Requirements
1. From the ISBA conference piece, list the seven deadly sins that Keith Weed blames for falling consumer trust in advertising.
2. Answer these questions using the ISBA conference piece:
(a) For how many years had the writer attended the ISBA Conference as an organiser and creator of content?
(b) What three topics did delegates at ISBA 2019 focus on?
(c) What new role is Keith Weed stepping into?
3. Write the next part of the ISBA conference piece, picking up after its final sentence.

Excerpt to read
#####

Debbie Morrison is Managing Director, Global Partnerships and Events, at Ebiquity
Last week, I got to look at the real and pressing issues facing marketers with a fresh perspective for the first time in nearly three decades. For each of the last 29 years, I’ve attended the ISBA Conference as an organiser and creator of content. This year I was a delegate for the first time, keen to understand through fresh eyes the challenges for my new clients and opportunities for my new Ebiquity colleagues.
For me, there were three dominant themes at ISBA’s annual conference, all of them driven and shaped by the ever-more digital marketing ecosystem. In my blog for The Drum last month I talked about the constant change that is marketing’s new normal, even if the rate of change – incredibly – is actually accelerating. Delegates at ISBA 2019 focused on trust, disruption, and performance.
In his swansong months as CMO of Unilever and stepping confidently into his new role as President of the Advertising Association, stage favourite Keith Weed said that if marketers don’t now tackle the issues of trust that have mired the industry for so long, it may be too late. Consumer trust in advertising is at an historic low and falling, which Weed puts down to seven deadly sins: reduced quality of advertising, the fakery of inauthentic influencer marketing, the abusive exploitation of personal data, ad fraud, fake news, irritating personalisation, and ad bombardment. “Advertising without trust is noise,” he said. “Brands without trust are just products.”

#####

Supplied entries

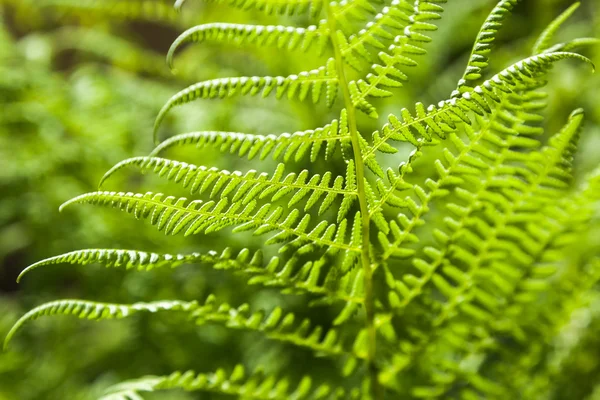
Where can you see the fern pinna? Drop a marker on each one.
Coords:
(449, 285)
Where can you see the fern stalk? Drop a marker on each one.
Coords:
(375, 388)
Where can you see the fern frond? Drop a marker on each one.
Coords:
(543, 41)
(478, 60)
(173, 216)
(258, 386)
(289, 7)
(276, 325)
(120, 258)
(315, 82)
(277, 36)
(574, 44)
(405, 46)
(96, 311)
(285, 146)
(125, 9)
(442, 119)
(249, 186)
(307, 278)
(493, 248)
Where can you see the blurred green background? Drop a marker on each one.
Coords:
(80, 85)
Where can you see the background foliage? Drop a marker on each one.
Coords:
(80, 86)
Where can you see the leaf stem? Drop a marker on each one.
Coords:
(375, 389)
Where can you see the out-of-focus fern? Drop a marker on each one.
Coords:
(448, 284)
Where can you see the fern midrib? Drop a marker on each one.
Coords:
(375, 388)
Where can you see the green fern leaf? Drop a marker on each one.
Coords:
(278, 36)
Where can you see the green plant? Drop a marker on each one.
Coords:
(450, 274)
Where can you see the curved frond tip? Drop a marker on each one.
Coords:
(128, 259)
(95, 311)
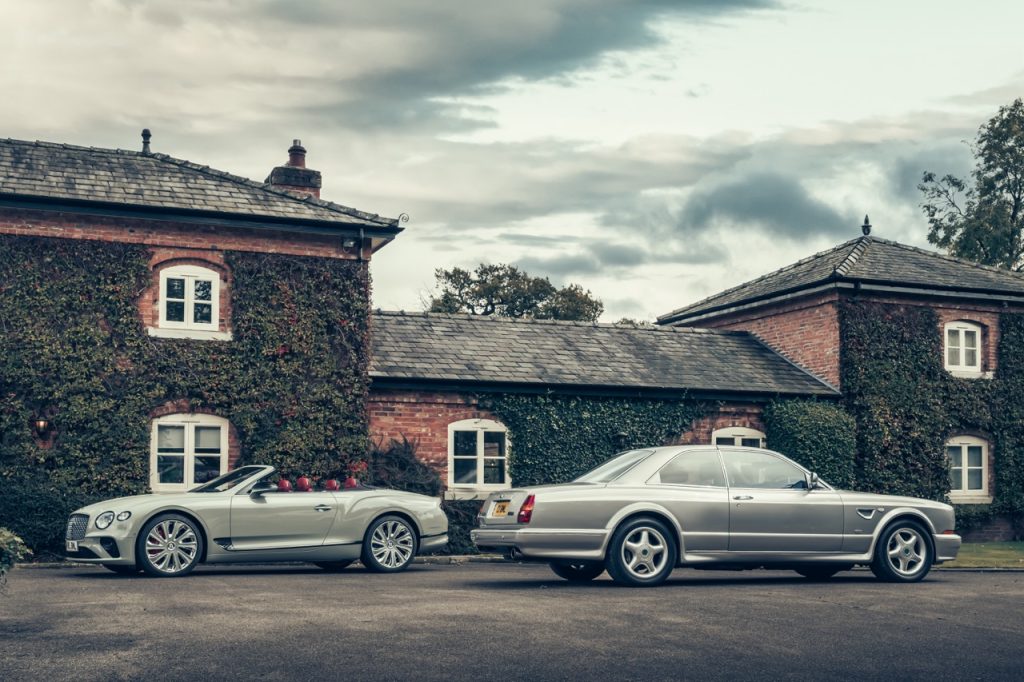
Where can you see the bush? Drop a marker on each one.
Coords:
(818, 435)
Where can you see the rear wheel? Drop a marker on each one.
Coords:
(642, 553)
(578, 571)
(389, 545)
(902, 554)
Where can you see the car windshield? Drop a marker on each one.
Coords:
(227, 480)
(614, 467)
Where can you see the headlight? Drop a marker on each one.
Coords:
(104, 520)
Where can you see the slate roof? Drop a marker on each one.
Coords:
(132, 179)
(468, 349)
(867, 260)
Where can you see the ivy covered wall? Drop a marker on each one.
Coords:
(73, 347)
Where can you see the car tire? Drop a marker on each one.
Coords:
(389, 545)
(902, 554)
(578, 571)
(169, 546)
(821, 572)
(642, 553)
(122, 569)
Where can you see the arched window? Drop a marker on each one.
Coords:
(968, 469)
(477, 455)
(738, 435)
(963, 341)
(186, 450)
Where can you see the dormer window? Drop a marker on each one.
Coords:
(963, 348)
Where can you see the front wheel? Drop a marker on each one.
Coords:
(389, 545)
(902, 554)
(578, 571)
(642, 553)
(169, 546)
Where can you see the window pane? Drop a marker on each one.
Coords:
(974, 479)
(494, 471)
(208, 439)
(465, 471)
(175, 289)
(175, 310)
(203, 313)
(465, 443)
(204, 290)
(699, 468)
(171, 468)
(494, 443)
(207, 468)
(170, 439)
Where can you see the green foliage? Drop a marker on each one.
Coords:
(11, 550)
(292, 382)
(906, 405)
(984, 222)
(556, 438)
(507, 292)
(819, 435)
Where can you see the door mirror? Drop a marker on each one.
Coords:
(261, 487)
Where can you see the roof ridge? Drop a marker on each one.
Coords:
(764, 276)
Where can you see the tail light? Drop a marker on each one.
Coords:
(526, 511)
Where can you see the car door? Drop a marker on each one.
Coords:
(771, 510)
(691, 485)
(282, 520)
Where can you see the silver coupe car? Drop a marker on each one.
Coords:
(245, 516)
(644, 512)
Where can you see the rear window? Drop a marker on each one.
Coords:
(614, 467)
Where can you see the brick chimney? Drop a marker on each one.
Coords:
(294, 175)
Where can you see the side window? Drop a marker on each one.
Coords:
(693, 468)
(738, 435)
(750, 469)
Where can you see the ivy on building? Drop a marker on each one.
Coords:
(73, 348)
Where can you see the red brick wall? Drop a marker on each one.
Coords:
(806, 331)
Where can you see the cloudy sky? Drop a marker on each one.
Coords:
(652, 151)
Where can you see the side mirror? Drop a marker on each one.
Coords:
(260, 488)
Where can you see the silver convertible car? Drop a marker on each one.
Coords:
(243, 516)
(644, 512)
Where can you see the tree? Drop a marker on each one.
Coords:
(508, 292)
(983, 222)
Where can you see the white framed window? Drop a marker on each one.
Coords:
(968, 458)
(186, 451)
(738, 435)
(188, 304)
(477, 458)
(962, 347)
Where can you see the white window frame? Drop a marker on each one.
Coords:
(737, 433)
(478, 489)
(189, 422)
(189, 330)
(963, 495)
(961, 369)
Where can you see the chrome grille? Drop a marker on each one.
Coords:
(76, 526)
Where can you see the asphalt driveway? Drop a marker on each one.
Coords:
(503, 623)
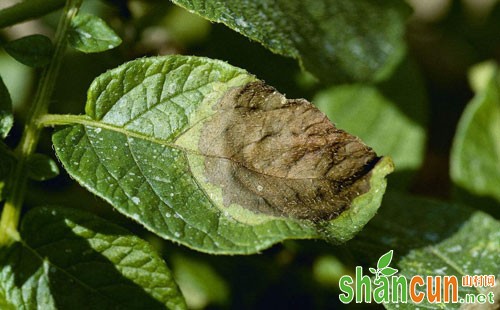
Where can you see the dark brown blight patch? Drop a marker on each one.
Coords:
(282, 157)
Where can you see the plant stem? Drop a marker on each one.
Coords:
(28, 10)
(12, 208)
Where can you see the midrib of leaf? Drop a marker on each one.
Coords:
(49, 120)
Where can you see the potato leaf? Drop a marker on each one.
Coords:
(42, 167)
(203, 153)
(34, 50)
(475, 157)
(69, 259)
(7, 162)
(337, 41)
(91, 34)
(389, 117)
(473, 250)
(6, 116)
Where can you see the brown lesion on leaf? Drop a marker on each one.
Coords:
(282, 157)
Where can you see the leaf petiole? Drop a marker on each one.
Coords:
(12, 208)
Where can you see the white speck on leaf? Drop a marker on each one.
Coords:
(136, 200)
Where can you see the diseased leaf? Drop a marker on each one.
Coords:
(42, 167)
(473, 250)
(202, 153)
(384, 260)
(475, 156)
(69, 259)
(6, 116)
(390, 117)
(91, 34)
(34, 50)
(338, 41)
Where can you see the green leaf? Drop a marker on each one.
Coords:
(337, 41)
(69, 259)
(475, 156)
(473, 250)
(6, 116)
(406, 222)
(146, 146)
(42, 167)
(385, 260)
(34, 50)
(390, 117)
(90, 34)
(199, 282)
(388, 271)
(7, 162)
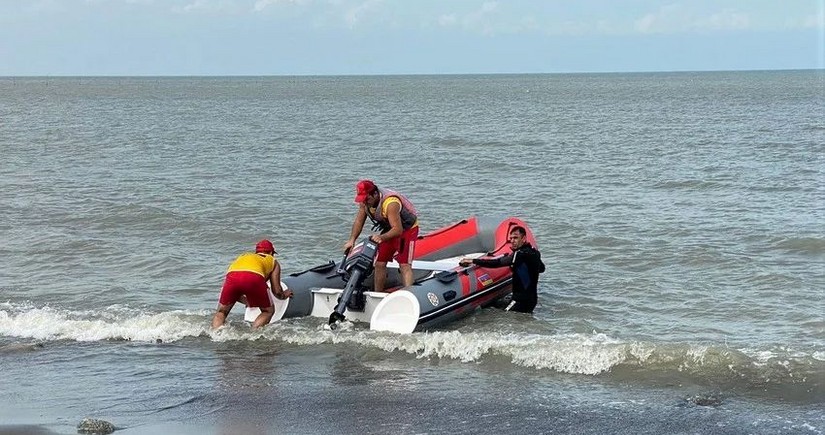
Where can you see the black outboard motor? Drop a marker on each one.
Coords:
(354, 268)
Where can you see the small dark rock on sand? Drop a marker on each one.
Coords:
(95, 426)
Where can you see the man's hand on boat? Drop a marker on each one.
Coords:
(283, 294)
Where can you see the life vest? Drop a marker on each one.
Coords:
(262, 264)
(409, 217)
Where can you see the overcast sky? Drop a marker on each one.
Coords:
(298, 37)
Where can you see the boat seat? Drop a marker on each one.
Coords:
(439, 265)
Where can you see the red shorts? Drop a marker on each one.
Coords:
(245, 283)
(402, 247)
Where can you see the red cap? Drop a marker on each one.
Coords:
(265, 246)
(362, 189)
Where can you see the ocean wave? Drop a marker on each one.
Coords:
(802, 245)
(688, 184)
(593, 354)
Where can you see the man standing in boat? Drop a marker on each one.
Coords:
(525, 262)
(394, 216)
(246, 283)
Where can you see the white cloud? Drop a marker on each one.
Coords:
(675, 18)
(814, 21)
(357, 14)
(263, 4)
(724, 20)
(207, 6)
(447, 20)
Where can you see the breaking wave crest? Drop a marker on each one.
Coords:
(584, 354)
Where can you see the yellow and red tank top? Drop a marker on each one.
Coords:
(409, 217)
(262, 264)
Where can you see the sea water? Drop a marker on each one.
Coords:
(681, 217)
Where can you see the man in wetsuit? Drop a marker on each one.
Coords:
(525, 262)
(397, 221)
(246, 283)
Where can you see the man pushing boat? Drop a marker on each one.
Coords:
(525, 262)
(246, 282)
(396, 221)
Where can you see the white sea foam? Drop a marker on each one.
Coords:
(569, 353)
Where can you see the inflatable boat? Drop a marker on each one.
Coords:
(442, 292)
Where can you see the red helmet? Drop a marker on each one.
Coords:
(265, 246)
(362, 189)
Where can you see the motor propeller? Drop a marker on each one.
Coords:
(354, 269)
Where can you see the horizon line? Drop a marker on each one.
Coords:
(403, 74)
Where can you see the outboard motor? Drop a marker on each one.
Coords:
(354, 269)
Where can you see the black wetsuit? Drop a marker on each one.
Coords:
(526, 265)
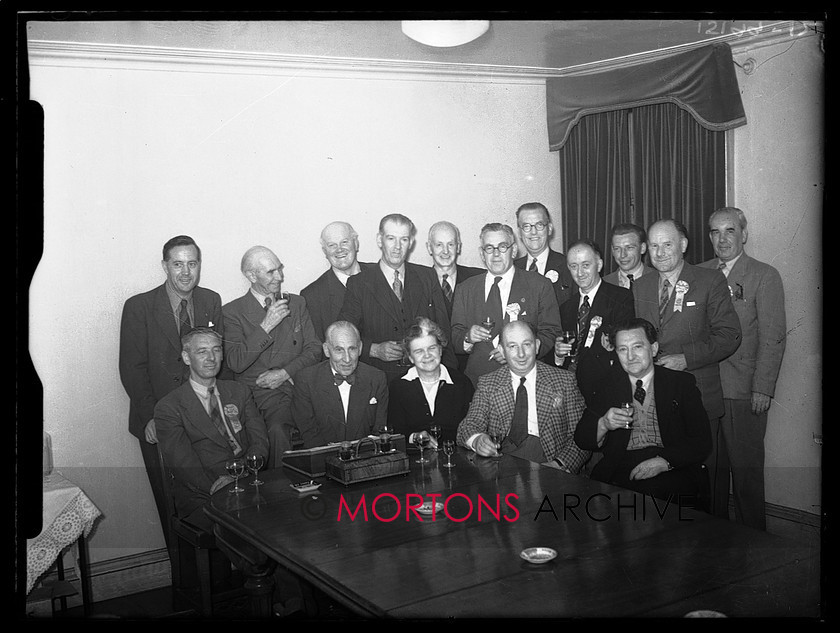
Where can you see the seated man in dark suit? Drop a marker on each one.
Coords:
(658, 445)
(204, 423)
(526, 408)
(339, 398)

#####

Expected answers
1.
1. Reduced quality of advertising
2. The fakery of inauthentic influencer marketing
3. The abusive exploitation of personal data
4. Ad fraud
5. Fake news
6. Irritating personalisation
7. Ad bombardment

2.
(a) 29 years
(b) Trust, disruption, and performance
(c) President of the Advertising Association

3.
But Weed wasn’t filled with despair or defeatism. He believes we have the right conditions for whole system change, and mapped out a five-point plan for restoring public trust in advertising, launching a new (albeit table stakes) white paper from the AA, ISBA, and the IPA. The best way to restore trust is to produce great advertising; creative that’s brilliant, focused, human, purpose-driven, and brave. To progress we now need brands and broader industry to commit to actioning the plan.
Commander Clarke Jarrett, head of counter-terrorism command at New Scotland Yard, made the link between advertising and ad misplacement on extremist and terrorist sites more real than many in the audience had ever seen or realised. His talk was both humble – “it’s slightly intimidating to be in a room full of creatives armed only with a Met Police PowerPoint” – but also humbling. The grim realities of advertisers allowing their automated advertising to fund such sites was made graphically and alarmingly clear. While this is a trust issue, it’s also very much more important than that. And although advertisers and online platforms have taken important steps to remove and stop funding much of this content, more needs to be done, particularly with newer, smaller platforms.
In a panel session on building sustainable agency/media relationships, Sky’s marketing procurement supremo, Jane Dormer, argued that the best way for trust to be re-established – particularly between advertisers and their agencies – was for both parties to work together in partnership. This sentiment was echoed by Jenny Biggam, co-founder of media agency The 7 Stars, who said: “Open and transparent relationships are the only way forward.”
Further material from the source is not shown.